“La Siria è l’esempio più lampante e tragico di quell’elemento oggi fondamentale nelle cosiddette guerre asimmetriche che è l’informazione”. Fondamentale ma profondamente distorto e manipolatorio: così dice a ilsussidiario.net Marcello Foa, giornalista di lungo corso nel campo internazionale e cofondatore dell’Osservatorio europeo di giornalismo (Ejo) presso l’Università della svizzera italiana (Usi) di Lugano. Argomento sviscerato a fondo nel suo ultimo e recente libro Gli stregoni della notizia atto secondo. Tale uso dell’informazione è quello che ha portato all’attacco franco-americano-inglese in Siria, “prima che si potesse accedere a qualunque prova, come ammesso dallo stesso segretario alla Difesa americana”.
Foa, l’importanza politica di “prove” esibite come l’uso di armi chimiche, fossi comuni e altro in Siria è il ritornello che ha segnato e segna questa guerra. Perché la comunicazione è così importante? Quale opinione pubblica c’è in gioco?
Attraverso l’uso dell’informazione si possono ottenere scopi talvolta militari, ad esempio la legittimazione di una guerra. Certo, questa è una cosa risaputa da sempre, e cioè che la prima vittima della guerra è la verità.
Invece oggi cosa accade di diverso?
Viviamo in democrazie dove i governi sono vincolati a rispettare una informazione istituzionale il più possibile corretta, mentre si fa sempre di più un uso strumentale e manipolatorio dell’informazione pubblicizzando falsità e diffondendole con i media. Questi, a loro volta, attaccano in modo aggressivo chi denuncia possibili manipolazioni con l’accusa di essere complottisti. La Siria è un esempio chiaro di tutto questo. Purtroppo nessuno ha imparato la lezione dell’Iraq.

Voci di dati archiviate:

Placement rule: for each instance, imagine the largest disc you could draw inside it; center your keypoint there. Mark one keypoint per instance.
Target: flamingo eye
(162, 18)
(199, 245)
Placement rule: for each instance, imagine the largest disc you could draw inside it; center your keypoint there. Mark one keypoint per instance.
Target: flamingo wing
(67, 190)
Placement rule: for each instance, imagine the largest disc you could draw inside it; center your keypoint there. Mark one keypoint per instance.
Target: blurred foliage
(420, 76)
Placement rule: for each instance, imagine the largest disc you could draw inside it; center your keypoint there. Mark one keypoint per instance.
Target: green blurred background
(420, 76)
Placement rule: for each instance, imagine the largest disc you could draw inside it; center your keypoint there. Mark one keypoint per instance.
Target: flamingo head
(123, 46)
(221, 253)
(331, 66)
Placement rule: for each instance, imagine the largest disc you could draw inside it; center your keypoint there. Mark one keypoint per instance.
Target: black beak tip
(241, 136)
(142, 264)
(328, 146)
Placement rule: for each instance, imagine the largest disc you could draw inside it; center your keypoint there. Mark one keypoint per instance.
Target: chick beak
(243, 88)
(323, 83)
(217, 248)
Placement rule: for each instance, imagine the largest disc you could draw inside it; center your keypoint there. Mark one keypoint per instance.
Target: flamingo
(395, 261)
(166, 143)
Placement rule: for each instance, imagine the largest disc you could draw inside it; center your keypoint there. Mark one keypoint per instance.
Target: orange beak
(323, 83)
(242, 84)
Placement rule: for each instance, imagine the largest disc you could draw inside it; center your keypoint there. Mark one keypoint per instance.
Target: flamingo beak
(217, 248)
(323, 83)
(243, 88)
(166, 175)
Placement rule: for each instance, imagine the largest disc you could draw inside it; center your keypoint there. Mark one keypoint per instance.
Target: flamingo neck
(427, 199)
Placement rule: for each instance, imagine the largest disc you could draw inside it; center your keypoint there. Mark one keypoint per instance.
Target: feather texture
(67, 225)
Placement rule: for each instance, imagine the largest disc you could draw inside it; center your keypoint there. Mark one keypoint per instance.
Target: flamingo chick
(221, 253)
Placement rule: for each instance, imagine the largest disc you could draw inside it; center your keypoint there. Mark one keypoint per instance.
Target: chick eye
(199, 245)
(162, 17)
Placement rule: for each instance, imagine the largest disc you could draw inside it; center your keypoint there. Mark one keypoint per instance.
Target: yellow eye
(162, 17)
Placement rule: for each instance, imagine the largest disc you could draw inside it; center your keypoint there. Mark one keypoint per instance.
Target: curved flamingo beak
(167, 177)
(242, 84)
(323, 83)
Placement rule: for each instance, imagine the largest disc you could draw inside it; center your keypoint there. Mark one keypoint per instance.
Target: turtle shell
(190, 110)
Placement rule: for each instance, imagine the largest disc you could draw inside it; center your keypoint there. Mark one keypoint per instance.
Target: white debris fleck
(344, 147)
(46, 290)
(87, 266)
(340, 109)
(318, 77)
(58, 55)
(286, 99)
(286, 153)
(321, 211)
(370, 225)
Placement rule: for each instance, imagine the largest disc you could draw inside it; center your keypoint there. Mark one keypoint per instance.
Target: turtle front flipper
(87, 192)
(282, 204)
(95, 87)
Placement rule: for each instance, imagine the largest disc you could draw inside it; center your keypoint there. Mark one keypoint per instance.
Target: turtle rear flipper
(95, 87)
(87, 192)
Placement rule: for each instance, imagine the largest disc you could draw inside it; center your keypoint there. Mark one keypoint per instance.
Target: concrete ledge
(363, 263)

◆ Lavoro richiesto
Prosegui l'intervista sull'uso dell'informazione nella guerra in Siria, riprendendo subito dopo l'ultima frase del brano. Il materiale non serve.

◆ La risposta
Le famose armi di distruzione di massa dimostratesi inesistenti?
Sappiamo benissimo che quella guerra fu lanciata su prove totalmente falsificate. I giornalisti dovrebbero mostrare maggiore serietà quando arrivano gli annunci di governi che una volta giudicavamo attendibili e invece si bevono un sacco di frottole.
Si bevono o accettano volentieri di bersele. Ieri Gentiloni, mentre l’ispezione dei commissari dell’Opac era ancora in corso a Douma, ha dichiarato in parlamento che “non c’è nessun dubbio, è stato usato il gas da parte di Assad”. Come si fa a dire queste cose senza ancora avere delle prove certe?
E’ gravissimo. Il segretario della Difesa americana John Mattis, notizia passata nel silenzio totale, il giorno prima dell’attacco alleato, durante un’audizione al Congresso americano aveva detto che non c’era alcuna prova dell’uso di armi chimiche, ma che si disponeva solo di indizi derivati dai social media. 24 ore dopo è scattato l’attacco. La sua è una ammissione sconvolgente. Gli Stati Uniti volevano bombardare comunque e le prove che a posteriori ha portato Macron sono solo un cumulo di sospetti riportate da Ong che non sono neutrali e che rientrano in uno schema molto sofisticato. Lei sa cosa sono le “Ong quango”?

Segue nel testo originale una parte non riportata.